**PROBLEM STATEMENT**
Copy the records from the line containing "Where can the woman's ear be seen here?" through the line containing "x=90, y=505", requests included, and shift every coordinate in the answers by adding 116 to each x and y value.

**RECORDED INFORMATION**
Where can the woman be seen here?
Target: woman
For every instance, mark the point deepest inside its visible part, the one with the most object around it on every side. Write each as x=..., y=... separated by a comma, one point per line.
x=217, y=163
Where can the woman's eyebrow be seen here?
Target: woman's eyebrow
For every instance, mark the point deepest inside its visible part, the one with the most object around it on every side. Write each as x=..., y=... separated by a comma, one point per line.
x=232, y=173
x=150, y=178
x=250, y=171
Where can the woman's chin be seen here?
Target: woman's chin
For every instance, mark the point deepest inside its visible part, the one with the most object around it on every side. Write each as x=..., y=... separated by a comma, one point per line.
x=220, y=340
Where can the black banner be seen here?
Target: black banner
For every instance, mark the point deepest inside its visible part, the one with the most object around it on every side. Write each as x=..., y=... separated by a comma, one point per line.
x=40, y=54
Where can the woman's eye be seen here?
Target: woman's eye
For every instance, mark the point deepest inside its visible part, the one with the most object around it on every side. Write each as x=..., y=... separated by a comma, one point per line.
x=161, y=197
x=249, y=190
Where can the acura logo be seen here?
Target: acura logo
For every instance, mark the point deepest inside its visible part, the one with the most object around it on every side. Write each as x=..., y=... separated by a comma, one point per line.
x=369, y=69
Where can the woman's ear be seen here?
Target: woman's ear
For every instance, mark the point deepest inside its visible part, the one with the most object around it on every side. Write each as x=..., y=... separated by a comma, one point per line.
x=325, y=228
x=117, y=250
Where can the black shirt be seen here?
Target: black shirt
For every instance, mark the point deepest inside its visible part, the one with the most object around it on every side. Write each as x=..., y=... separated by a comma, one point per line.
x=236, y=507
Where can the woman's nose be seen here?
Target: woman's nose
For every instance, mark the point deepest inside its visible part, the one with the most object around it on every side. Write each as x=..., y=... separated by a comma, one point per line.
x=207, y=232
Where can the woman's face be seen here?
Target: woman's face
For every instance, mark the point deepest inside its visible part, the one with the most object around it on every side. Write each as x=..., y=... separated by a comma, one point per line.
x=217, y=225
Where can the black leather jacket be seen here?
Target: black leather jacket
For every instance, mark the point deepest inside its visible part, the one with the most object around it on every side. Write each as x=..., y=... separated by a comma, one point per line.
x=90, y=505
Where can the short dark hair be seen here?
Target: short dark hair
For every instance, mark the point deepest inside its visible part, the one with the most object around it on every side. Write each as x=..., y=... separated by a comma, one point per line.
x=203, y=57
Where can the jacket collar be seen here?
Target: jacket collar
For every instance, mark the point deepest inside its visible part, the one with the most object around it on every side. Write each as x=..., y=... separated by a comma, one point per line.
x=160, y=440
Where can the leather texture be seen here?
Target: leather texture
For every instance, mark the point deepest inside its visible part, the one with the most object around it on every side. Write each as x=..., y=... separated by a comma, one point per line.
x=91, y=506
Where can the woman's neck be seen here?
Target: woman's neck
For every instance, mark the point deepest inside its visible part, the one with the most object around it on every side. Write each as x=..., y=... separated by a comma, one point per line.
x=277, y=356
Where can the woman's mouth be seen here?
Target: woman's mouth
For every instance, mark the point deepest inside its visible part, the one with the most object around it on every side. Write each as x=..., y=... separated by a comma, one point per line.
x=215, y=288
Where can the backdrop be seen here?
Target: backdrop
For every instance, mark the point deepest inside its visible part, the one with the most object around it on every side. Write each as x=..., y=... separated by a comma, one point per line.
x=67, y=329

**THE OUTPUT**
Where can the woman's ear be seen here?
Target: woman's ear
For every instance, mark the point deepest inside its visible part, the one with the most object around it on every side. Write each as x=..., y=... separated by a comma, one point per line.
x=441, y=344
x=233, y=366
Where can the black shirt be seen here?
Target: black shirt
For every instance, mark the point deepest inside its visible part, the one with the most object around it on every side. Write each as x=..., y=... separated by a comma, one point per line.
x=352, y=623
Where can the woman's nose be seen here?
Target: woman's nose
For every instance, mark the point deepest inside its visible part, the one with the most object around it on every side. Write each as x=..., y=... separated by a comma, one point per line.
x=323, y=348
Where can the woman's face be seen here?
Target: woman's face
For every instance, mark the point deepest inside its visible part, the one with the most object around it on every side. Write each as x=..., y=... separated by a comma, one point per line.
x=333, y=341
Where can the black leather jacket be seen here?
Target: black leather jacket
For every instance, mark the point deepest inside its visible part, the one with the most object around it on every side. Write each as x=..., y=... separated by a comma, one point per line.
x=206, y=621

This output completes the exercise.